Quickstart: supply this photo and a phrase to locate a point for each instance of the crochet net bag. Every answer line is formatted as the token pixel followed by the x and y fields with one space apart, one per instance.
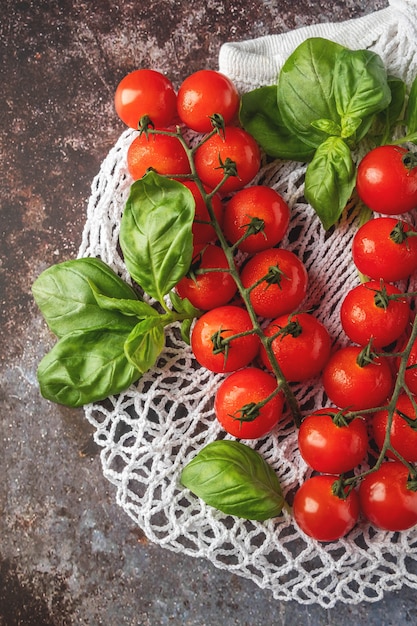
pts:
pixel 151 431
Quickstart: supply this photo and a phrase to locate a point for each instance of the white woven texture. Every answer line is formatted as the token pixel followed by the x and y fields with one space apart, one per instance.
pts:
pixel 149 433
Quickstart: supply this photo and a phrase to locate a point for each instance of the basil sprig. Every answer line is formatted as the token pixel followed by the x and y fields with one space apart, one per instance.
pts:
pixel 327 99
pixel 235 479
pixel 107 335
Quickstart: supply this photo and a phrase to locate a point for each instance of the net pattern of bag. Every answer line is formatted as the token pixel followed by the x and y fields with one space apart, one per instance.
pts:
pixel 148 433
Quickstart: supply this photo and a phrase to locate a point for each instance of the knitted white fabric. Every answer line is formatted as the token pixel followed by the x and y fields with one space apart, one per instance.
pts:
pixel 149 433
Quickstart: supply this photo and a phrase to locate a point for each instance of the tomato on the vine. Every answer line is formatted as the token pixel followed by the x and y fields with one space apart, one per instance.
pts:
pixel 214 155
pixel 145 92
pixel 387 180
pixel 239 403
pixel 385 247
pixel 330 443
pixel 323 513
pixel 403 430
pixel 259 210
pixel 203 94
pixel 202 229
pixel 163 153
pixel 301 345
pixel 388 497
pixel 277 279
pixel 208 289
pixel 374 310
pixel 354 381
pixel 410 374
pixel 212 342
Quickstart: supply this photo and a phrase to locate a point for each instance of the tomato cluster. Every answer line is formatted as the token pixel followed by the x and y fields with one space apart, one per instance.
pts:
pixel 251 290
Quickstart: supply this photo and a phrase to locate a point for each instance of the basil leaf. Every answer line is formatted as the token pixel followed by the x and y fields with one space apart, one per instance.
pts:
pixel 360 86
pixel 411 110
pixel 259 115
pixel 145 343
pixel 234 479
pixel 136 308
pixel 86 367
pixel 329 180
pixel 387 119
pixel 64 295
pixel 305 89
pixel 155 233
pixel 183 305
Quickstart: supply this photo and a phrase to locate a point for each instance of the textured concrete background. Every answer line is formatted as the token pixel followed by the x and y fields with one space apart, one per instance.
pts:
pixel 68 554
* * *
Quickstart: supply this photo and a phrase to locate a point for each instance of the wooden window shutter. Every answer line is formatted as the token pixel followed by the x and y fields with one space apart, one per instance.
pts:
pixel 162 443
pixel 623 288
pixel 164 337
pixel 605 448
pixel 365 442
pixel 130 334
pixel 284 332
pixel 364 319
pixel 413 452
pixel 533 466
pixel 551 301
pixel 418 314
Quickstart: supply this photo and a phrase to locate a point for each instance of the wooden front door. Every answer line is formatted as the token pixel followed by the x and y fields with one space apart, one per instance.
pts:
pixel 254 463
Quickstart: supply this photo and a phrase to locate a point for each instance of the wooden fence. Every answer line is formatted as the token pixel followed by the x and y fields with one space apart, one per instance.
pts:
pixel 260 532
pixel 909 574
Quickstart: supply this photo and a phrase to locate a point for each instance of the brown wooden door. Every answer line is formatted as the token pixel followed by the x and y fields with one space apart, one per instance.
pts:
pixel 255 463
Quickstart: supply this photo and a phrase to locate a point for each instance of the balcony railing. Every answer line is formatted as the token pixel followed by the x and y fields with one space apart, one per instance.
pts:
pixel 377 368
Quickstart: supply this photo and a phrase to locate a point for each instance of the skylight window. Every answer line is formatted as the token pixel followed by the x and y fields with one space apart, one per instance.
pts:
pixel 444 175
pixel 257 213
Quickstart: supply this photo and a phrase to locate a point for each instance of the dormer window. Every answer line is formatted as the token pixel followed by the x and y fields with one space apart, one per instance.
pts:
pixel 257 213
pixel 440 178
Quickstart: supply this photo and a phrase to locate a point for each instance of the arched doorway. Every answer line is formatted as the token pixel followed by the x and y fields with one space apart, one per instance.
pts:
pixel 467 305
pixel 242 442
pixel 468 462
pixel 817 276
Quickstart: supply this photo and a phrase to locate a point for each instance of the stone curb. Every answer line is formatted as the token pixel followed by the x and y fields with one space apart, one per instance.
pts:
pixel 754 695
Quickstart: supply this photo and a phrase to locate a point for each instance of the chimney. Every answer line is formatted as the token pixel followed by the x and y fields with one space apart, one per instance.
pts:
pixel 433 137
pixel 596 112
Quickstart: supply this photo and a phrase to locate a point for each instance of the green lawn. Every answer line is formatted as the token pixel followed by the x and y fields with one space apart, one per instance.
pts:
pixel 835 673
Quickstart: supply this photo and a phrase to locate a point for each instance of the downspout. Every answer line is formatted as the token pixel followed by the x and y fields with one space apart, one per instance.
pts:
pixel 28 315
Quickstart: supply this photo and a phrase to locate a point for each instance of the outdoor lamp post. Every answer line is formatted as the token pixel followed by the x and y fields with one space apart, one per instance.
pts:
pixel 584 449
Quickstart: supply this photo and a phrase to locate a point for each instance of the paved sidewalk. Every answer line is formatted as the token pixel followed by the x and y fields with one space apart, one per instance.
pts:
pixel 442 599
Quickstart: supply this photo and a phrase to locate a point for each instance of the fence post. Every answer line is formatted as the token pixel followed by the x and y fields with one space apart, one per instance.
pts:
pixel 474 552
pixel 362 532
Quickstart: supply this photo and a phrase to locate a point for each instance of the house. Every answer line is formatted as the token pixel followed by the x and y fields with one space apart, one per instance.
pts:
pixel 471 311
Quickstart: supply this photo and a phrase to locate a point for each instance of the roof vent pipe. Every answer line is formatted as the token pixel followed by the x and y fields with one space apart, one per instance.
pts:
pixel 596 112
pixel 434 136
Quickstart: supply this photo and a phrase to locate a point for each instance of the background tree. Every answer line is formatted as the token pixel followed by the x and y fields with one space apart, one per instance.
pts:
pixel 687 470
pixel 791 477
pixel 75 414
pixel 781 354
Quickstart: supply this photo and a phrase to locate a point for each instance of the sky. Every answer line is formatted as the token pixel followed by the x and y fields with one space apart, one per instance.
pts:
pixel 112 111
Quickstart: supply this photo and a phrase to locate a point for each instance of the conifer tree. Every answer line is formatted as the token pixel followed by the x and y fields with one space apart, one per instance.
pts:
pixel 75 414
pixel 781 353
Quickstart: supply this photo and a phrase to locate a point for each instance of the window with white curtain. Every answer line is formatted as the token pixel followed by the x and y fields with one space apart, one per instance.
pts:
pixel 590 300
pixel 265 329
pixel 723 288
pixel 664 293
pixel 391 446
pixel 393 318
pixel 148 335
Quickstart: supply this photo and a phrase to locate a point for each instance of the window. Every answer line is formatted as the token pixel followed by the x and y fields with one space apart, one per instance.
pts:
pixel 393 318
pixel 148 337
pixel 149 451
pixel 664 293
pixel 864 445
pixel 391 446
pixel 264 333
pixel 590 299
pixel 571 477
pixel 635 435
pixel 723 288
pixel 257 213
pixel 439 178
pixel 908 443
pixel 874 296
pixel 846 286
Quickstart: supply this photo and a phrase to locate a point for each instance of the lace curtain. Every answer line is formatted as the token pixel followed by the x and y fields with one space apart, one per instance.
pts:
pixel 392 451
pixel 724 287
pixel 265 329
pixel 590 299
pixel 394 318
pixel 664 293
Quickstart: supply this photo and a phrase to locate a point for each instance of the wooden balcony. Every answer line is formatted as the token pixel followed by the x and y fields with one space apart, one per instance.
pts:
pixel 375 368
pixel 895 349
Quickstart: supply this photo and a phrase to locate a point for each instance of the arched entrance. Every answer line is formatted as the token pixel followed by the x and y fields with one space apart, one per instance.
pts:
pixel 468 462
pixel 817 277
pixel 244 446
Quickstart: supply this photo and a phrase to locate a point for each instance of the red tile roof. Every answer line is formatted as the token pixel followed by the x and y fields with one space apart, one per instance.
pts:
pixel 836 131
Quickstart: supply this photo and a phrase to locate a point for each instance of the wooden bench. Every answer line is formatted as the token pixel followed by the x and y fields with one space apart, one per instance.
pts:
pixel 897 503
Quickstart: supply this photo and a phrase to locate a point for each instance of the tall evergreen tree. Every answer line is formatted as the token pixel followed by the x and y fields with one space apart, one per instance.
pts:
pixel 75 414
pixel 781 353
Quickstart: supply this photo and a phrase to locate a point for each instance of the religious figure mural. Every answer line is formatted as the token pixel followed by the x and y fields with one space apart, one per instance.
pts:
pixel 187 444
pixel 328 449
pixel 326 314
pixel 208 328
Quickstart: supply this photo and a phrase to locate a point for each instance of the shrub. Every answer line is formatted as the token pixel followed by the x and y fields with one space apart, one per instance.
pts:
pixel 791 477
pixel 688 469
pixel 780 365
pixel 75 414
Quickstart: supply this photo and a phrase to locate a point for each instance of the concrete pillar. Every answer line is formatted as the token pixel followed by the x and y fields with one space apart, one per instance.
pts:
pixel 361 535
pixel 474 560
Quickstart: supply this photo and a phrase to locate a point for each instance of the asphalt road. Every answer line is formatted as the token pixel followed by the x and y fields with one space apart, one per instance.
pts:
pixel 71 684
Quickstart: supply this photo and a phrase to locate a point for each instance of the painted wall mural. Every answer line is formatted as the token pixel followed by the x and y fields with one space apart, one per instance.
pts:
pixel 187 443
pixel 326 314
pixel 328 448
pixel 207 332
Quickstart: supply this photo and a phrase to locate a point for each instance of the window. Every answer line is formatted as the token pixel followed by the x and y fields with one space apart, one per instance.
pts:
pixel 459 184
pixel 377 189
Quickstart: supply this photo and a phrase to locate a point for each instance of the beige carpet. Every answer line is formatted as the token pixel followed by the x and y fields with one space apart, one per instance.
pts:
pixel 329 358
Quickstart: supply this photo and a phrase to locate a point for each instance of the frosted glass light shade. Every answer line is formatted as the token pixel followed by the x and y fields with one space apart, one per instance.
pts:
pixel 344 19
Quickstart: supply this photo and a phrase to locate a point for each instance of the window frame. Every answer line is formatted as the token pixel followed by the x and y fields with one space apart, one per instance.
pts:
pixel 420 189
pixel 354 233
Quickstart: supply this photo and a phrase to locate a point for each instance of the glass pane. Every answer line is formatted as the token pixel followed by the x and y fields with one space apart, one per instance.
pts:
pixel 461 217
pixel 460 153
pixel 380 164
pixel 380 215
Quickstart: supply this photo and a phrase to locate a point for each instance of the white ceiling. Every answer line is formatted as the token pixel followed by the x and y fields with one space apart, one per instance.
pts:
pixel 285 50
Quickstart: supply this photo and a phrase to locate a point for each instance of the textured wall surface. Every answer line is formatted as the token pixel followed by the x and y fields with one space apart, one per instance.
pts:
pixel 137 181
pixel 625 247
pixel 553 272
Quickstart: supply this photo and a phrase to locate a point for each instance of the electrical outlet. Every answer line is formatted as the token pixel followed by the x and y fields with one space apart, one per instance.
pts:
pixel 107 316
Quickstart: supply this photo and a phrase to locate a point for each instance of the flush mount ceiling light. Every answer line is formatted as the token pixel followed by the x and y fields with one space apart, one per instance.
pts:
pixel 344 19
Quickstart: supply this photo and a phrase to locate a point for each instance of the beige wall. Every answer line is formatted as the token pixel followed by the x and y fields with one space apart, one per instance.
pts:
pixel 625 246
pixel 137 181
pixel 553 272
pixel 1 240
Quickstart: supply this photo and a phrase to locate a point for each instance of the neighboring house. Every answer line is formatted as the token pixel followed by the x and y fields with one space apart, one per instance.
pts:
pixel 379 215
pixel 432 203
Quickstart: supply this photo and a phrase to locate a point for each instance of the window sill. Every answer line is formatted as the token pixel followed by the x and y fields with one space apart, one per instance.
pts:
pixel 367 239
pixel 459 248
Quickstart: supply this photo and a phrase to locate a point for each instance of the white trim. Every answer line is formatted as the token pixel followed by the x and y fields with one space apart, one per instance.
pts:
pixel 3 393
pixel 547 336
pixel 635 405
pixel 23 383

**Exercise:**
Write out again the lines from the one containing "the beige carpet." through the one containing "pixel 329 358", both included, with 85 added to each x and y coordinate in the answers. Leave everything else in those lines unchanged.

**The reply:**
Quickstart: supply this photo and a phrase to locate a point for each instance of the beige carpet. Every answer line is formatted as the token pixel followed by the x and y fields with one space apart, one per instance.
pts:
pixel 414 443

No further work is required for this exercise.